═════ Data excerpts ═════

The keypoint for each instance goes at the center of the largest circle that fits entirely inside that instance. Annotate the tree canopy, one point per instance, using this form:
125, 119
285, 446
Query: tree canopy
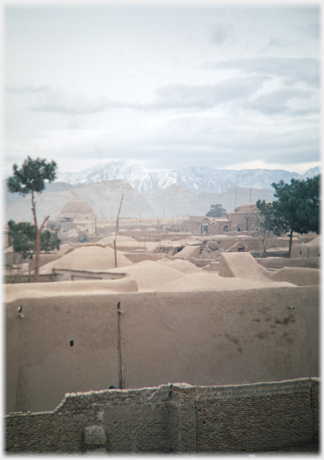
22, 236
216, 210
30, 178
297, 208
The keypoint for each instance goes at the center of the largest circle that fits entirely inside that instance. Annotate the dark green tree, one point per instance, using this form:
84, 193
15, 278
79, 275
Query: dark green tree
22, 237
216, 210
296, 208
31, 178
269, 225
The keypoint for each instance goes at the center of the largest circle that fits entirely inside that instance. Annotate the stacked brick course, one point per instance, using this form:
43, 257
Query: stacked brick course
173, 418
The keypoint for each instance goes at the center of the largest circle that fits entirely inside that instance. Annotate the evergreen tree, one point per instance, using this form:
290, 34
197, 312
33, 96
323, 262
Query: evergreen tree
30, 178
216, 210
296, 208
22, 236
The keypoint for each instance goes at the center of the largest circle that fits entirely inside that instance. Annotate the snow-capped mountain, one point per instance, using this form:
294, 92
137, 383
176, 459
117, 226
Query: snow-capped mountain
196, 179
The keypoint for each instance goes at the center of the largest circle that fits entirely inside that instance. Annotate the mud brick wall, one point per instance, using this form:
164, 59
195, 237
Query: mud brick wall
258, 417
173, 418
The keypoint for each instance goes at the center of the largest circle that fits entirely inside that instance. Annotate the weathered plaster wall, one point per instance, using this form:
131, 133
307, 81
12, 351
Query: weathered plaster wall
174, 418
203, 338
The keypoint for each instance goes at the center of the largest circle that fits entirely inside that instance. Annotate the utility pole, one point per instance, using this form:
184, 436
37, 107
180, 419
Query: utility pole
120, 361
235, 198
115, 239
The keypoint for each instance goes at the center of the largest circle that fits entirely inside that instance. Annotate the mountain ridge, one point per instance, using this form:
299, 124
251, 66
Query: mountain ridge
196, 179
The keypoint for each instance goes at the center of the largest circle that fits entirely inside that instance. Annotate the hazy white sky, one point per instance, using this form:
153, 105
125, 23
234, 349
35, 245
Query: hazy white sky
166, 87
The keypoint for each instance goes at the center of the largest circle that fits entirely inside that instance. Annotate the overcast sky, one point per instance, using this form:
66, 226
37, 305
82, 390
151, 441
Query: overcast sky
168, 88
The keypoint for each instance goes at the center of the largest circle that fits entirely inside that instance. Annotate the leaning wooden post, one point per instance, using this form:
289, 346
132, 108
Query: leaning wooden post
115, 239
120, 361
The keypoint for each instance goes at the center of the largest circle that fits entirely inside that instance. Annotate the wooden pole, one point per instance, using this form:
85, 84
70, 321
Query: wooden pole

═════

[Problem details]
The lines above should be transcribed exactly, with every image removed.

[Written solution]
The keypoint for each instance goes at the center of the largest circle that fits entirely inside that instance. Annotate the tree canopy, one point per instance, using this form:
125, 119
285, 446
Query: tree canopy
22, 236
216, 210
30, 178
297, 208
The keypoint for each instance goes at the center of the largest circle that fits entirely inside that instance. Annotate the dark green tree, one point per instance, using this form:
84, 193
15, 278
79, 275
Query: dark green tree
22, 237
216, 210
296, 208
31, 178
269, 225
The keypoint for each instance goes at the center of the largest circle that fits entirely inside that instance. Annotate the stacked brick course, one point per instance, using this form:
43, 257
Query: stacked brick course
173, 418
The keypoint for each instance goes at the center of the largest circle that fits entirely inside that instance. Annotate the evergreen tree, one point per instance, using this form:
290, 34
197, 312
33, 96
323, 262
Query: evergreen tree
30, 178
216, 210
296, 208
22, 236
The keypoint for each instance goes at the center of the largest circle that fits entirely inside that instance. Annotate the snow-capped mountain, one point per instance, using this form:
294, 92
137, 383
176, 459
117, 226
Query: snow-capped mountain
196, 179
The keypoint for each instance goes at the center of the largest circle that fits entirely inside that instance. Annotate the mud brick wall, one point per instance, using this form:
164, 59
195, 237
Query: mud brick wall
258, 417
173, 418
The keypoint for each instance goes at the center of the largest circle that fits entirely inside that instance. Annotate the weathered plaster wall, one point per instance, using this form:
131, 133
307, 81
12, 351
Query: weathered plaster wall
174, 418
203, 338
The keypoint for each instance goes at the center of the largest circle that fits entirely inside that instance. Annotate the utility pole, one point per instance, using this form:
184, 436
37, 107
180, 419
Query: utility pole
120, 361
235, 198
115, 239
The keypoint for each instance goes at the center of the largest circle that fits entirely inside that instance. Annotate the mountain ridge, one point per instance, using this form:
299, 124
251, 66
Query: mountain ridge
196, 179
The keypoint for each instance goes at the center of the largest circle that fits entirely inside that instance. Annotate the hazy white sky, one point per instance, using this form:
153, 105
125, 23
234, 349
35, 245
Query: hazy white sky
166, 87
The keypoint for each instance goes at the center of the largest circle that fits entirely inside that instance. Annotate the overcast sky, one point per instance, using this form:
66, 226
37, 305
82, 390
151, 441
Query: overcast sky
168, 88
The keypoint for each instance goes at the center of the largest circle that fits entirely inside that instance. Annotate the leaning wooden post, one point per instance, using this form:
289, 346
132, 108
Query: leaning wooden post
115, 239
120, 361
The keypoint for each instance goes at the center of the largest circle that fits entirely inside that instance. Annotate the wooden pole, one point per instance, using this form:
85, 84
70, 321
Query: wooden pole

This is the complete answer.